§ YOUR TASK
Set out every line of the records below as a Markdown table with two columns: Row, holding a running number, and Line, holding the line itself. Leave out any blank lines.

_ _ _

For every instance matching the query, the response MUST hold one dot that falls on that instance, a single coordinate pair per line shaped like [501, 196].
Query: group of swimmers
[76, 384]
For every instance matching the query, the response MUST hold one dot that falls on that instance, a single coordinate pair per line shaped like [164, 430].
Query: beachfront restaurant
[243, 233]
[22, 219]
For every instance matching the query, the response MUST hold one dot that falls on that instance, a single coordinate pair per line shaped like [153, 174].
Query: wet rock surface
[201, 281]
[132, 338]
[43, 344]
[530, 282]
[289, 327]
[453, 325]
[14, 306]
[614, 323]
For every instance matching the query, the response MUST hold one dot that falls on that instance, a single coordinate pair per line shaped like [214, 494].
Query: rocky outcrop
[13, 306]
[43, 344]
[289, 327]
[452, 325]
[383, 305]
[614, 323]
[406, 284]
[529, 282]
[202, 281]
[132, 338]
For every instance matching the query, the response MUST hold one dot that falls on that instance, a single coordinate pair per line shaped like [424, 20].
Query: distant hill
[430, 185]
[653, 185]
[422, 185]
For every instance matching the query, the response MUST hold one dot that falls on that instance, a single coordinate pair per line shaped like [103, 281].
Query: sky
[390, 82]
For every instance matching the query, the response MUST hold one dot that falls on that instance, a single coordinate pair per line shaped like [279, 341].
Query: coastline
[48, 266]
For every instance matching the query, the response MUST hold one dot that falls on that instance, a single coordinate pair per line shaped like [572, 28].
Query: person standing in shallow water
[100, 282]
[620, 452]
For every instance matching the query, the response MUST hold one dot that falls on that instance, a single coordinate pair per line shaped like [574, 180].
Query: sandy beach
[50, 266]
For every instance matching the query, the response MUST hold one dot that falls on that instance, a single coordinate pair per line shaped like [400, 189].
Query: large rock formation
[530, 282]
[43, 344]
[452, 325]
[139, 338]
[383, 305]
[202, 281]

_ _ _

§ OUTPUT BELOW
| Row | Line |
|---|---|
| 1 | For every instance matching the query, the response MUST hold one dot that falls on that instance, a single coordinate pair per line shaped like [501, 196]. |
| 2 | Query: group of swimmers |
| 3 | [76, 384] |
| 4 | For every instance matching the query, the response MUST hold one dot that falls on that instance, a single coordinate pair per line shaped like [164, 430]. |
| 5 | Query: beachfront restaurant |
| 6 | [243, 233] |
| 7 | [22, 219] |
| 8 | For every instance matching the query, the response MUST hold one dot that falls on that instance, a single coordinate pair per line shaped like [153, 174]. |
| 9 | Query: wet rock surface |
| 10 | [201, 281] |
| 11 | [132, 338] |
| 12 | [43, 344] |
| 13 | [530, 282] |
| 14 | [289, 327] |
| 15 | [453, 325] |
| 16 | [14, 306] |
| 17 | [614, 323] |
| 18 | For every instance matching the query, the response MUST hold one dot that falls on that instance, a single coordinate pair per line shaped like [214, 494]. |
| 19 | Query: rocky outcrop |
| 20 | [13, 306] |
| 21 | [43, 344] |
| 22 | [289, 327] |
| 23 | [452, 325] |
| 24 | [383, 305] |
| 25 | [614, 323] |
| 26 | [406, 284] |
| 27 | [529, 282] |
| 28 | [202, 281] |
| 29 | [132, 338] |
| 30 | For every instance matching the query, the response MUST hold one dot that falls on that instance, a single coordinate pair per line shaped like [424, 20]. |
| 31 | Query: distant hill |
| 32 | [430, 185] |
| 33 | [653, 185] |
| 34 | [422, 185] |
| 35 | For every instance matching the query, the response MUST hold one dot that falls on that instance, a single coordinate pair per line shaped like [103, 281]. |
| 36 | Query: sky |
| 37 | [390, 82] |
| 38 | For every instance matching the query, the response MUST hold one dot that falls on that instance, a single coordinate pair per line shaped like [279, 341]. |
| 39 | Query: coastline |
| 40 | [48, 266] |
| 41 | For every instance matching the query, the response MUST hold one dot that falls on that instance, a single coordinate pair per line shaped like [572, 28]. |
| 42 | Query: person standing in shallow water |
| 43 | [100, 282] |
| 44 | [620, 452] |
| 45 | For every instance matching the query, the response MUST hold one dot that falls on that instance, a single coordinate pair per line shaped like [574, 180]. |
| 46 | Query: sandy beach |
| 47 | [50, 266] |
| 48 | For every instance matching the query, the response MUST hold one dot that falls on that instance, a single coordinate pair per line shaped like [400, 189]. |
| 49 | Query: large rock formation |
| 50 | [530, 282] |
| 51 | [43, 344] |
| 52 | [452, 325] |
| 53 | [139, 338] |
| 54 | [383, 305] |
| 55 | [202, 281] |